▸ Given problem:
Rewrite the data below, replacing every occurrence of "church" with "chapel" and leaving everything else unchanged.

▸ Record extracts:
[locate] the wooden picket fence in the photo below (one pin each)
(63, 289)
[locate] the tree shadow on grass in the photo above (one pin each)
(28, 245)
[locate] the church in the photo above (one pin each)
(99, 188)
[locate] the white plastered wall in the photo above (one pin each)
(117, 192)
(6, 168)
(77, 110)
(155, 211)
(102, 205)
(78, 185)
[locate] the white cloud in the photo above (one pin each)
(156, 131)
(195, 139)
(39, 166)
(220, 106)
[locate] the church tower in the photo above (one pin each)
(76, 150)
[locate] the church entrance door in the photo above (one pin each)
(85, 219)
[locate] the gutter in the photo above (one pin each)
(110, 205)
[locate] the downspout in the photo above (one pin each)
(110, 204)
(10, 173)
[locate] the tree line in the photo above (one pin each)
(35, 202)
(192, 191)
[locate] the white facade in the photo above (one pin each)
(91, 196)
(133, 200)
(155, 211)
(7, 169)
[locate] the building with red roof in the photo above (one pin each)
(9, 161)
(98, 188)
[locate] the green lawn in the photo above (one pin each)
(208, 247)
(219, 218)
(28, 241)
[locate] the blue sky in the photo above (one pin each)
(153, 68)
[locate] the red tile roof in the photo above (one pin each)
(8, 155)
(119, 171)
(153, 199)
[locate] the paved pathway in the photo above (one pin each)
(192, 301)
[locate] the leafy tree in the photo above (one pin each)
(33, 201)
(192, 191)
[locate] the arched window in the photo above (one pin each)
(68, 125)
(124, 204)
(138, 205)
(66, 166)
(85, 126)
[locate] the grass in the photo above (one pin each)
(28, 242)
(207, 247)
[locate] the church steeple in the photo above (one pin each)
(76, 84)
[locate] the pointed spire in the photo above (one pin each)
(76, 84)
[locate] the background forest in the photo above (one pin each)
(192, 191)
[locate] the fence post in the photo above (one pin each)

▸ Answer for the task:
[locate] the wooden picket fence in the photo below (one pin each)
(63, 289)
[locate] the tree shadow on grass in the photo above (one pin each)
(28, 245)
[locate] the chapel in the photo above (one pin each)
(99, 188)
[locate] the white plastered wall in the photo above (one pin each)
(117, 192)
(6, 168)
(77, 110)
(155, 211)
(102, 205)
(78, 185)
[locate] the white cloud in the photo above (one pin each)
(156, 131)
(195, 139)
(39, 166)
(220, 106)
[locate] the chapel tower in the photo above (one pin each)
(76, 150)
[locate] the chapel entrance door in the photo above (one pin each)
(85, 219)
[locate] the gutter in the photo above (one pin each)
(110, 205)
[locate] the downspout in the photo above (one pin each)
(110, 204)
(10, 173)
[locate] the tree line in the photo above (one pin each)
(35, 202)
(192, 191)
[locate] the white facade in the photo above (one pin each)
(91, 196)
(133, 200)
(155, 211)
(7, 169)
[locate] the building with red roof in the photo above (one pin each)
(9, 161)
(98, 188)
[locate] the green lawn in the photo above (one pin each)
(208, 247)
(219, 218)
(28, 241)
[locate] the blue sky in the photo above (one pin each)
(153, 68)
[locate] the red tile roof in the photo above (one pin each)
(8, 155)
(119, 171)
(153, 199)
[locate] the paved pathway in the photo above (one pin each)
(192, 301)
[locate] the leafy tree in the photo above (one pin each)
(33, 201)
(192, 191)
[locate] the arched window in the photo above (one pin each)
(68, 125)
(124, 204)
(138, 205)
(66, 166)
(85, 126)
[locate] the grass in the photo above (one pin each)
(28, 242)
(207, 247)
[locate] the chapel steeple in the photo above (one pin each)
(76, 84)
[locate] the pointed spire in the photo above (one pin each)
(76, 84)
[locate] the background forest in the photo above (one pin each)
(192, 191)
[locate] the fence post in the photo above (one pin each)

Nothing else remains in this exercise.